**DATASET EXCERPTS**

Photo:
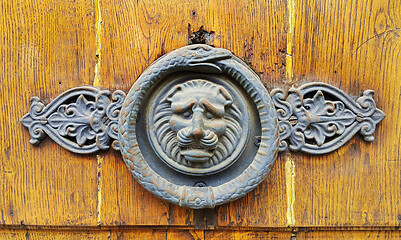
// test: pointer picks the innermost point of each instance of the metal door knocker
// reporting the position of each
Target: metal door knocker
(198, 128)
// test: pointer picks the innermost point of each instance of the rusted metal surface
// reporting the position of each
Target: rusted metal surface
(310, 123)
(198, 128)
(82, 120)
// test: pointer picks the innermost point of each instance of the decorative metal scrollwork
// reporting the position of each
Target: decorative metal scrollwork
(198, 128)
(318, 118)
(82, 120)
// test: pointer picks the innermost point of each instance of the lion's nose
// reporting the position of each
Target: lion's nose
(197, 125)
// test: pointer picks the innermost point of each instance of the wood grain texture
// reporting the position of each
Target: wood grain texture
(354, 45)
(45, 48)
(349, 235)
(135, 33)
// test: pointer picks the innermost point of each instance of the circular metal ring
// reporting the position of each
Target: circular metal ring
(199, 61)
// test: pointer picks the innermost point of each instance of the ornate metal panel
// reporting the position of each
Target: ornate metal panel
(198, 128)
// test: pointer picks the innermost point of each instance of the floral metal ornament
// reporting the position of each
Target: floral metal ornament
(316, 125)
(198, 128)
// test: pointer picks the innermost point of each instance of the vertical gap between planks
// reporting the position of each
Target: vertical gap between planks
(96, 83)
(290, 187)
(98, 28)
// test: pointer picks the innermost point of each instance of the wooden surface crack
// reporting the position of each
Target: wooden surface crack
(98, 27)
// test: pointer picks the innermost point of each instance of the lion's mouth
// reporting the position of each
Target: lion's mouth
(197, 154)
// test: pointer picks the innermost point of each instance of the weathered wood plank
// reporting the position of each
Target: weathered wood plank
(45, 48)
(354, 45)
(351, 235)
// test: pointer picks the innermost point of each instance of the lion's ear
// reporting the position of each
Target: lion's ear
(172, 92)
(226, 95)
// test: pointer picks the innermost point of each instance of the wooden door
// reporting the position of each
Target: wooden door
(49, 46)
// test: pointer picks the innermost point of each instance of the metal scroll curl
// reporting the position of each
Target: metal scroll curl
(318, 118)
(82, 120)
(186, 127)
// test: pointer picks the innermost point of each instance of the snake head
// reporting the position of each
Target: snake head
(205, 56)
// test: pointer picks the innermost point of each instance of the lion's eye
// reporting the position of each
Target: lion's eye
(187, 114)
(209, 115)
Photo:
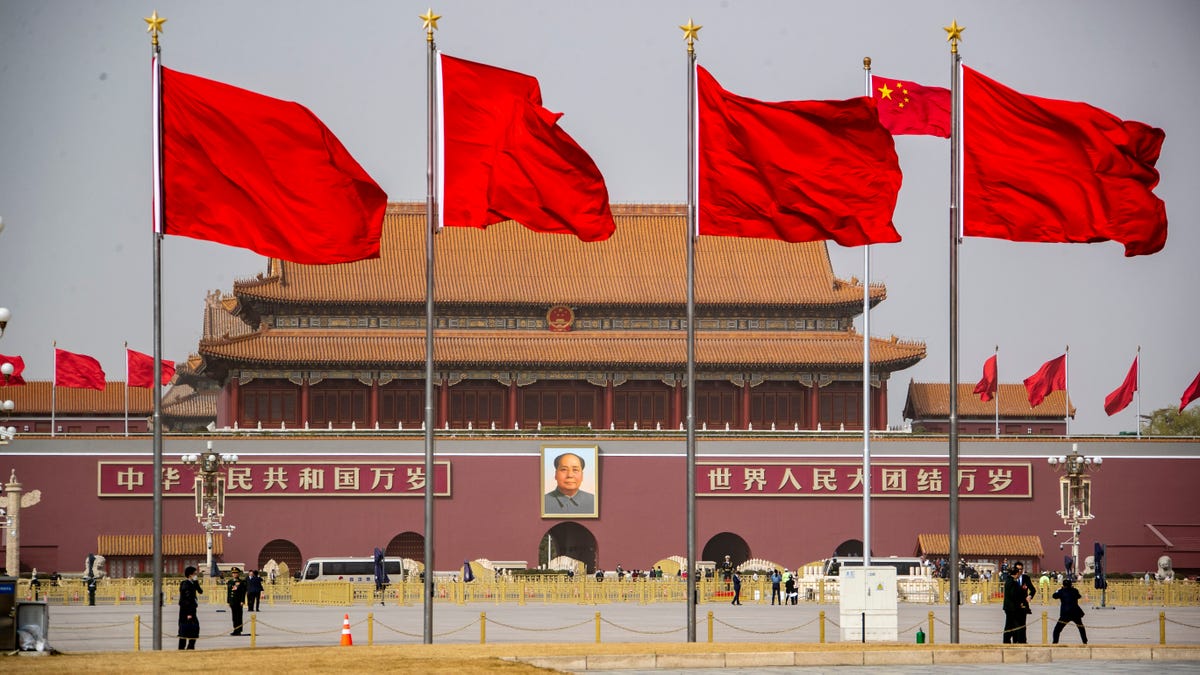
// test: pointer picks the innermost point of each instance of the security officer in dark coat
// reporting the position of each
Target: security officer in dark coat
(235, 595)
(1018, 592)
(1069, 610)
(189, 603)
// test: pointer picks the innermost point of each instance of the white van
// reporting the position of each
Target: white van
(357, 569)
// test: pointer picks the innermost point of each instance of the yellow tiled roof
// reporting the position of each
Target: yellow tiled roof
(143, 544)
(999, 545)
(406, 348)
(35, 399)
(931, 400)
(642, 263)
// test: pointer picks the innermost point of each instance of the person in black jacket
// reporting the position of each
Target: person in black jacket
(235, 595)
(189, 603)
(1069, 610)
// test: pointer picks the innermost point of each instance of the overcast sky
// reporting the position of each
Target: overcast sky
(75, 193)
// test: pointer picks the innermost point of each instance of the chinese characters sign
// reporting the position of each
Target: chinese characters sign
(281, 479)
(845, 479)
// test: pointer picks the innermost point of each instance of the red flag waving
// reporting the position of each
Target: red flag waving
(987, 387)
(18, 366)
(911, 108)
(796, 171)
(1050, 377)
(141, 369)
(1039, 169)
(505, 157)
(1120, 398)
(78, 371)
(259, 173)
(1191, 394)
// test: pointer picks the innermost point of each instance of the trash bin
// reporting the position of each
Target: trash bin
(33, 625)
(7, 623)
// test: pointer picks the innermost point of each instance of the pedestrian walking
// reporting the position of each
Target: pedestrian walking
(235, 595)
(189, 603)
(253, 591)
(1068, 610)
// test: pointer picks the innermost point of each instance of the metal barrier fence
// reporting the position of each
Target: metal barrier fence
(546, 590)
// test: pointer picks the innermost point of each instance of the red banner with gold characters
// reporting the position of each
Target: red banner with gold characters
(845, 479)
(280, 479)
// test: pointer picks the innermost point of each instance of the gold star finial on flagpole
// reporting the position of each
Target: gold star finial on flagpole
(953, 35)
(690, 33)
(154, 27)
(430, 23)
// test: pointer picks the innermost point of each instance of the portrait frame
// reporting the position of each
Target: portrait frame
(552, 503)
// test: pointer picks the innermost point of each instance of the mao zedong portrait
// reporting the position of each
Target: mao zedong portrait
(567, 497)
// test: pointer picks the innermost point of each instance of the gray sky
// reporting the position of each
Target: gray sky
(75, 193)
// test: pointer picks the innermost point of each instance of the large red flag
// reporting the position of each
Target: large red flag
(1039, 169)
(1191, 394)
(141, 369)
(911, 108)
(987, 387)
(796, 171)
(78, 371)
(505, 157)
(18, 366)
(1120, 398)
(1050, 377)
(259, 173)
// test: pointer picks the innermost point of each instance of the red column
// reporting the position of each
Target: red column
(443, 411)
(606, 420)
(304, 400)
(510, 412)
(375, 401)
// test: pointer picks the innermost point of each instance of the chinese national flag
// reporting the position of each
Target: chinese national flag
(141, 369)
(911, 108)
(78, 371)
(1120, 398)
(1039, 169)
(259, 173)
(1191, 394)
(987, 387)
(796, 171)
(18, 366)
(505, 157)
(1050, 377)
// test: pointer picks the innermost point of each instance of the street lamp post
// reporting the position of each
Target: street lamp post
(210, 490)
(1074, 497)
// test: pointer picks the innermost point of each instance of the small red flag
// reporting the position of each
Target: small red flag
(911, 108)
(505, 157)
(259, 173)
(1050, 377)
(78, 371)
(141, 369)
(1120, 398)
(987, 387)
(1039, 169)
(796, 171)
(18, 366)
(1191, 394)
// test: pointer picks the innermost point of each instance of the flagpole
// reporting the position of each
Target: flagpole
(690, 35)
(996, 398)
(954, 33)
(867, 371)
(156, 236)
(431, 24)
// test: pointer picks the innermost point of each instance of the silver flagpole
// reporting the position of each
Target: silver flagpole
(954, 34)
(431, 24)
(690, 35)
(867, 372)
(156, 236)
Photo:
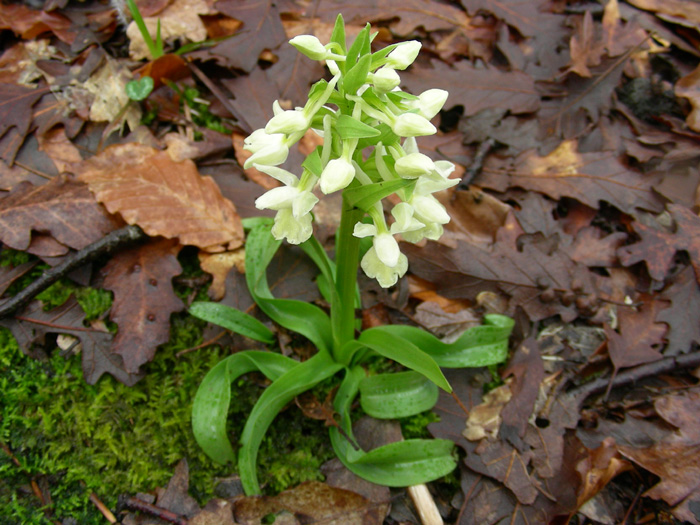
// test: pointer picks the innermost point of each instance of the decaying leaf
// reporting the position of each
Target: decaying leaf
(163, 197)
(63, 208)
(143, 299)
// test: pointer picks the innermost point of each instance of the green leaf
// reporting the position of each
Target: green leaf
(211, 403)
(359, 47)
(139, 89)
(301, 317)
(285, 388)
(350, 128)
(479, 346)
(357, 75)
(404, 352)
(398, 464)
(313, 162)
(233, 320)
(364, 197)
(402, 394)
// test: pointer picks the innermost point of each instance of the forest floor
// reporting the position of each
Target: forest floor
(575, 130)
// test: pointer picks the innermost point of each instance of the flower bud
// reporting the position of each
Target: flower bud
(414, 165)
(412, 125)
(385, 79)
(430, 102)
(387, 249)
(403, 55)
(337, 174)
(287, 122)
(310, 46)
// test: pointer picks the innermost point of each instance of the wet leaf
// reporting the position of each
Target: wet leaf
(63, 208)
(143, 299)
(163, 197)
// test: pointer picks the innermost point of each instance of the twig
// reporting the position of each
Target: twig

**EXERCISE OBJECTIVE**
Copy each line above where the string "twig" occurs.

**TASK RESPONSE**
// test: pointer picks the innermost point of each instance of the twig
Target: twig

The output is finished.